EXERCISE: How many lines in the rows below contain the word "flower"? Reply with the number alone.

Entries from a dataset

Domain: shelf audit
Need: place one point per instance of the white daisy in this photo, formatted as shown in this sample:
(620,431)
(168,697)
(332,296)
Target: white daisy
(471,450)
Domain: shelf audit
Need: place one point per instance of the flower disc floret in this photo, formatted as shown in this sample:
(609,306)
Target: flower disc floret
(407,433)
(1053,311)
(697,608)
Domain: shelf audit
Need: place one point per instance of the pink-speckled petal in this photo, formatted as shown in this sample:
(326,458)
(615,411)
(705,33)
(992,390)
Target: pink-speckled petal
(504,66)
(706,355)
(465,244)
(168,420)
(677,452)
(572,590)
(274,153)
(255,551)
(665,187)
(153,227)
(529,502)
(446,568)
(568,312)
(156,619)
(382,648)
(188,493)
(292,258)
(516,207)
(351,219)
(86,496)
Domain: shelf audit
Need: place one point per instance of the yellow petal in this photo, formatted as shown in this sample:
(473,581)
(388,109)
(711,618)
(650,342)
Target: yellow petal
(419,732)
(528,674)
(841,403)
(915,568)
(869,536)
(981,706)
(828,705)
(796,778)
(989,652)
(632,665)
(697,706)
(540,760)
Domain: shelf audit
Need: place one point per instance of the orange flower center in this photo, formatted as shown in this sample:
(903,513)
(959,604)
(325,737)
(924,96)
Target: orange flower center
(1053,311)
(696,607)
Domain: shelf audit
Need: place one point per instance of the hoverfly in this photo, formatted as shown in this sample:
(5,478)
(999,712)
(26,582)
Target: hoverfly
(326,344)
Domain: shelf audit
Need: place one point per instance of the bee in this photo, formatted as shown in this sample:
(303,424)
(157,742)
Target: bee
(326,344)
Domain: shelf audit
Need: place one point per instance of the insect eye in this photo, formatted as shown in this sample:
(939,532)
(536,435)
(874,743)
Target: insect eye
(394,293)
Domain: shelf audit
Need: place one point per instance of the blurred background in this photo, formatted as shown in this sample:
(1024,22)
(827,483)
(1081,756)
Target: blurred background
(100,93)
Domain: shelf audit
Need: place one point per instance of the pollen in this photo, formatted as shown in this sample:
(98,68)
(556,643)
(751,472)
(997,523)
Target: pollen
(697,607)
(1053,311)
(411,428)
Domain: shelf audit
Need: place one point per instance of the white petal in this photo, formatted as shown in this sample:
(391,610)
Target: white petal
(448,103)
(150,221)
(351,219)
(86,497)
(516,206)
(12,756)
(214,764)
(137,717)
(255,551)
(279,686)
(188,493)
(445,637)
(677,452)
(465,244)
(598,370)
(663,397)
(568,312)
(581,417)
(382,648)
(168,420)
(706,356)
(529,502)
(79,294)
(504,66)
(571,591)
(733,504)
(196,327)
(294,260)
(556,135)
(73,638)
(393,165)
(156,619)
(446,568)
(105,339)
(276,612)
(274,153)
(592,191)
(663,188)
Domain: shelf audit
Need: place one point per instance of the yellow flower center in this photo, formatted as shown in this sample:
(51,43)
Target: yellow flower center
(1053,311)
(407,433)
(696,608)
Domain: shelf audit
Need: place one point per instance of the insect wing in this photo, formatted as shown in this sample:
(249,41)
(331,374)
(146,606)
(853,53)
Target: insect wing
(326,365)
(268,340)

RESULT FOR THIS EXERCISE: 6